Don’t let some of the insurance jargons bore you to death or cause you to get “analysis-paralysis”. There are two definitions that are helpful to know when considering the type of disability income protection you need: Guaranteed Renewable and Noncancelable.

For those who don’t know, a noncancelable and guaranteed renewable policy work together. As a smart consumer, your best bet should be to get a noncancelable and guaranteed renewable policy to get your contract renewed for sure without any premium increase.

Guaranteed renewable is defined as the ability to continue your policy under the terms of the contract for the full extent of the policy. However, simply having guaranteed renewable in your policy does not guarantee your premiums will remain the same. That is where noncancelable comes in.

Noncancelable disability income insurance is coverage that maintains a fixed (i.e. level) premium throughout the life of the policy. This provision is only offered for certain occupation classes. It is a luxury but it is not necessary.

Simply put, choosing a policy that contains both a noncancelable and guaranteed renewable provision is a sure-fire way to ensure that the insurance carrier is not able to change the benefits/premium or any other contractual terms of the policy. You will also be locking the premium rates for your career lifetime without a raise at the time of renewal. Basically, you will have the playing field in your favor.

Own Occupation vs. Any Occupation

This is an area where one should be careful. So,let’s understand the difference between own occupation and any occupation.

● Listed entries

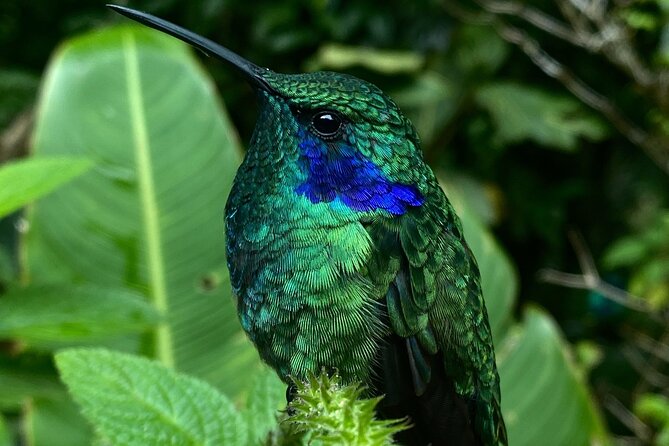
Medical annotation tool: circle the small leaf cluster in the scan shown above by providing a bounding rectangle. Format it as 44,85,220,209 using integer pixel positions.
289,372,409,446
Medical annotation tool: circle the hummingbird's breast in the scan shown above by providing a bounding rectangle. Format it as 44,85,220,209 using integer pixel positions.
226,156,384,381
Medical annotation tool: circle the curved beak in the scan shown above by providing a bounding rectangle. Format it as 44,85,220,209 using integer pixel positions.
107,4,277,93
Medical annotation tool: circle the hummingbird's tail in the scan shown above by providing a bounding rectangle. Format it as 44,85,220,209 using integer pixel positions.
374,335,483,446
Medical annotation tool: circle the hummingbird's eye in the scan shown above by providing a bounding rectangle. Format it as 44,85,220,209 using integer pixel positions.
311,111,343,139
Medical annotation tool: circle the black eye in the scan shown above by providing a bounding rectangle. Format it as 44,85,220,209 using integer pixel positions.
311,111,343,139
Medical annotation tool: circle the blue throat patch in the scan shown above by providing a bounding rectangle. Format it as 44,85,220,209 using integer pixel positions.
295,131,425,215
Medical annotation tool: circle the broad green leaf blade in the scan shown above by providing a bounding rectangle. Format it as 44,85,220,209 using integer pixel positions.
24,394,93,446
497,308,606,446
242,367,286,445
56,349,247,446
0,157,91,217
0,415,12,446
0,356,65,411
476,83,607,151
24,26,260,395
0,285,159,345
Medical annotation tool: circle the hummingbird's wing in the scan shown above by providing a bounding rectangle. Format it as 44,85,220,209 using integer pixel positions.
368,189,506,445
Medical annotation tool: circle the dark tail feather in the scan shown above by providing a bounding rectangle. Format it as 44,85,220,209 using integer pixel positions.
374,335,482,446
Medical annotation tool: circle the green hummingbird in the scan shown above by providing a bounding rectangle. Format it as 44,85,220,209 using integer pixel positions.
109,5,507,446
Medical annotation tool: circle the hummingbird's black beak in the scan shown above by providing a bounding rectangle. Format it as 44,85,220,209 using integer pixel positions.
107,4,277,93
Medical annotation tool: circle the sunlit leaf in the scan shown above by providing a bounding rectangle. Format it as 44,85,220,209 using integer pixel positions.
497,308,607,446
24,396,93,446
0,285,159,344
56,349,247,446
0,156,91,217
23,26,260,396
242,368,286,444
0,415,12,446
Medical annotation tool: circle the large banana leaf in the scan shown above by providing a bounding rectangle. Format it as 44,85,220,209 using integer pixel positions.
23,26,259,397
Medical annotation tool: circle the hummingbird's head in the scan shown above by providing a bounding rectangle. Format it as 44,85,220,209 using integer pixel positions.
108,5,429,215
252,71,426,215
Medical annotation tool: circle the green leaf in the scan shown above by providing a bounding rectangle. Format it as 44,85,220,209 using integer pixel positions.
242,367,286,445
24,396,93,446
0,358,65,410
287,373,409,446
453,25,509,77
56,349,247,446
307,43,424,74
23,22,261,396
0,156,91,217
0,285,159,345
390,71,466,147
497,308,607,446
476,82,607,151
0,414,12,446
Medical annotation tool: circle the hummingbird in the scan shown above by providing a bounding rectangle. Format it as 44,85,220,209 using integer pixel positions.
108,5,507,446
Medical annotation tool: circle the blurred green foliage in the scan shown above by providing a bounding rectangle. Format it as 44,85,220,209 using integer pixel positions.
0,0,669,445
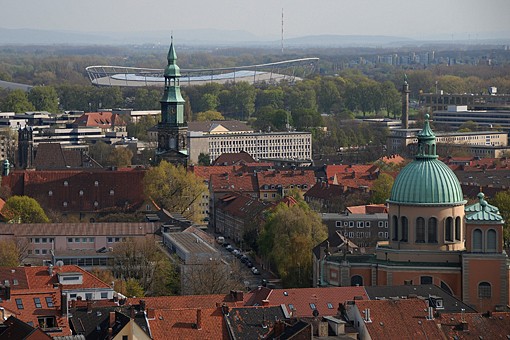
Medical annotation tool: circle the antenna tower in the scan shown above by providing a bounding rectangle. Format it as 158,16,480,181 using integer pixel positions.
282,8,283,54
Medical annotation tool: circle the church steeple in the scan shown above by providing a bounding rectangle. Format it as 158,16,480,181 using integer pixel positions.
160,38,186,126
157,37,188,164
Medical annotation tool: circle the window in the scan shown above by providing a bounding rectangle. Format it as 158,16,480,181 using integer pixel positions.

● Required actions
1 – List the insurance terms that the disability insurance text names in its heading "Own Occupation vs. Any Occupation" and in its sentence about two helpful definitions.
2 – Summarize the disability insurance text in two sentences.
The data are separate material, apart from the disability insurance text.

● Exercise answers
1 –
Guaranteed Renewable
Noncancelable
Own Occupation
Any Occupation

2 – Guaranteed renewable means a policy can be continued under its contract terms for its full extent but does not keep premiums the same, while noncancelable coverage keeps a fixed premium for the life of the policy and is offered only for certain occupation classes. A policy with both provisions keeps the carrier from changing the benefits, premium or other contractual terms and locks premium rates for the career lifetime.